= Entries excerpted from a collection =
___
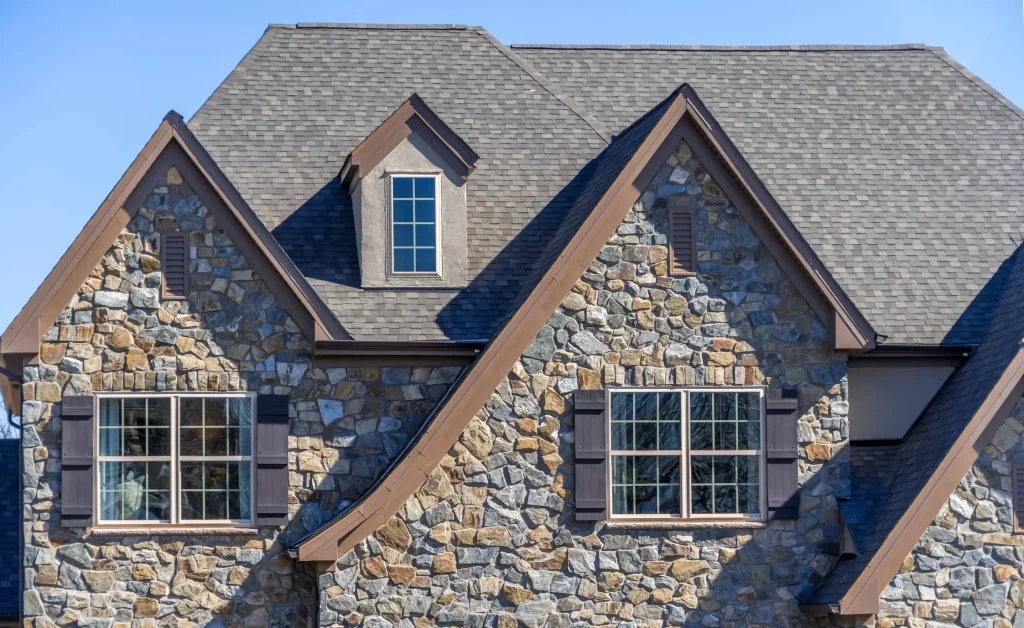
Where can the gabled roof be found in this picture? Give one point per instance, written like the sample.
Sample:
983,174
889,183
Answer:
612,183
304,97
935,455
171,144
902,170
412,117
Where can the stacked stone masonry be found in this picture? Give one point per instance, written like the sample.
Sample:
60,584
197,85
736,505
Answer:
966,571
491,539
230,335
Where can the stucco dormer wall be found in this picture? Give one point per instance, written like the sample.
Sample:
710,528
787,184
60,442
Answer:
372,209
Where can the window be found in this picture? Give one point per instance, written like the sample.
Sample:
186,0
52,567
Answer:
414,224
687,453
175,459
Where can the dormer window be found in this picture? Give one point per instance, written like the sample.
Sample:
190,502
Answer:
414,224
408,183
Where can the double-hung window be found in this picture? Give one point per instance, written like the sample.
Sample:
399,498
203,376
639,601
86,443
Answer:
175,459
687,453
414,224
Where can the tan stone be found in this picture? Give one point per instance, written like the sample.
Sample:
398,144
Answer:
142,571
589,379
374,567
655,568
685,570
494,537
444,562
946,610
516,594
818,452
394,534
611,581
145,608
401,574
638,595
52,353
552,403
477,438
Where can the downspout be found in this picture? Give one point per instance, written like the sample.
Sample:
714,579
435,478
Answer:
20,492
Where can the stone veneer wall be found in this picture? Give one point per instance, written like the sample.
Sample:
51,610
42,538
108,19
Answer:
966,571
489,539
231,334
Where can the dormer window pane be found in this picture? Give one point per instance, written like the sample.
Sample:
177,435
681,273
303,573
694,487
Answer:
414,234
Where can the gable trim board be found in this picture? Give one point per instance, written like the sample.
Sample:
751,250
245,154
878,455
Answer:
863,595
171,144
682,118
413,116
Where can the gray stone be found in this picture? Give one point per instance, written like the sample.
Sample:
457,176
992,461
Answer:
989,600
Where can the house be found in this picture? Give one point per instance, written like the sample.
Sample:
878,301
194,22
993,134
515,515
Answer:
407,327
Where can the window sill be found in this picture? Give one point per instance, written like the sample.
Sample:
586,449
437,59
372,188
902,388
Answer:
685,525
175,531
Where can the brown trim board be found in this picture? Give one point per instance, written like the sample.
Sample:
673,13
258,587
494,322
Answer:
413,116
172,143
862,596
851,331
513,339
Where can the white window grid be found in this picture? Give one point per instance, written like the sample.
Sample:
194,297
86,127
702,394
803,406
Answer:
685,457
174,459
391,176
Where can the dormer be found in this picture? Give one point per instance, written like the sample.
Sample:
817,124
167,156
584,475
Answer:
408,184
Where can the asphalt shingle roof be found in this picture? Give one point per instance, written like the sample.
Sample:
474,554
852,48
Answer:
283,122
902,170
933,434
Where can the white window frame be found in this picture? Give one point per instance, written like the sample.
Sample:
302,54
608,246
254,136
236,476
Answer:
684,458
390,176
175,462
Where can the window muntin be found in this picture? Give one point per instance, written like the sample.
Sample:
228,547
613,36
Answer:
175,459
414,224
690,453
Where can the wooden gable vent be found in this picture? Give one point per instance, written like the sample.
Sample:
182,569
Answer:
174,264
682,236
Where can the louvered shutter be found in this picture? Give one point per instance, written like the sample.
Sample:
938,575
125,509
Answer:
682,237
780,454
591,456
1017,482
271,460
77,461
174,264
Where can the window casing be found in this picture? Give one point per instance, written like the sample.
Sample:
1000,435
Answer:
687,454
414,233
180,459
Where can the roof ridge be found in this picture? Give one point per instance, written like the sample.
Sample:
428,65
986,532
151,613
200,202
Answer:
548,85
727,48
942,54
394,27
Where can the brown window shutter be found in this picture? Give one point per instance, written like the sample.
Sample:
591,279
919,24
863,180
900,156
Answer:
271,460
78,462
591,456
1017,482
682,236
780,454
174,264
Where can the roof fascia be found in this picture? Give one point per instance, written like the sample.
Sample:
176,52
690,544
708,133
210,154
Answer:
851,330
24,334
413,116
862,596
173,144
327,326
502,352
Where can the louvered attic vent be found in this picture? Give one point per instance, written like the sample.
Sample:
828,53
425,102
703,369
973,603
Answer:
174,263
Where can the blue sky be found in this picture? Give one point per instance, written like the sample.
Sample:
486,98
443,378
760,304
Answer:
101,78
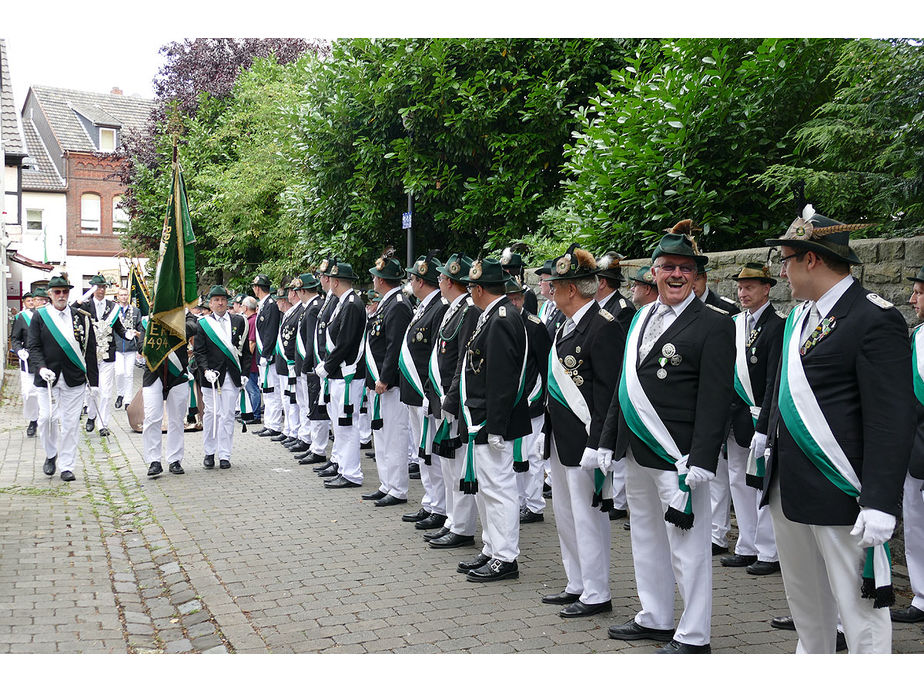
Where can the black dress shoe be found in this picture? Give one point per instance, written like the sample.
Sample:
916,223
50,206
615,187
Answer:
562,597
432,522
630,630
415,517
340,482
451,540
441,532
477,562
495,569
387,500
764,567
674,647
910,615
783,622
579,608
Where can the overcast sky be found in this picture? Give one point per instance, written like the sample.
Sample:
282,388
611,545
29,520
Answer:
94,48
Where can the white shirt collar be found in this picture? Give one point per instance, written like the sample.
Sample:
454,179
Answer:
826,303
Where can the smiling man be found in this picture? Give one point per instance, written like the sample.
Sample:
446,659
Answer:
667,419
840,438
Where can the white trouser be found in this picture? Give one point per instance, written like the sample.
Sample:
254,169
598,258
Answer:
219,443
346,438
390,453
365,419
619,484
99,406
272,401
497,502
29,396
125,363
529,483
665,555
755,528
913,518
821,568
720,502
66,406
154,404
583,532
431,476
461,508
304,402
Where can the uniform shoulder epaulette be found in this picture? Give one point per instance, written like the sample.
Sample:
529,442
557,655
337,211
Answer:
878,300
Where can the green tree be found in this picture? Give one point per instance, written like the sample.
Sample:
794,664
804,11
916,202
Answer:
680,132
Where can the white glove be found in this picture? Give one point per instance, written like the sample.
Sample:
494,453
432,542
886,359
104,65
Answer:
873,527
589,459
758,445
604,460
697,476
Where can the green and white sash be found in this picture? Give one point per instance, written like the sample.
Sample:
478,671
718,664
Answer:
___
= Exercise aim =
Arrange the entries from the line containing "Where can the green and" through the last line as a Markdown table with the columns Row and Line, numbering each row and omitting blank lines.

= Exercise answer =
| Row | Line |
|---|---|
| 1 | Where can the green and white sash be found in this picture? Give one point per instance, written like the sample. |
| 2 | Sample: |
| 3 | 478,671 |
| 4 | 718,664 |
| 5 | Answer: |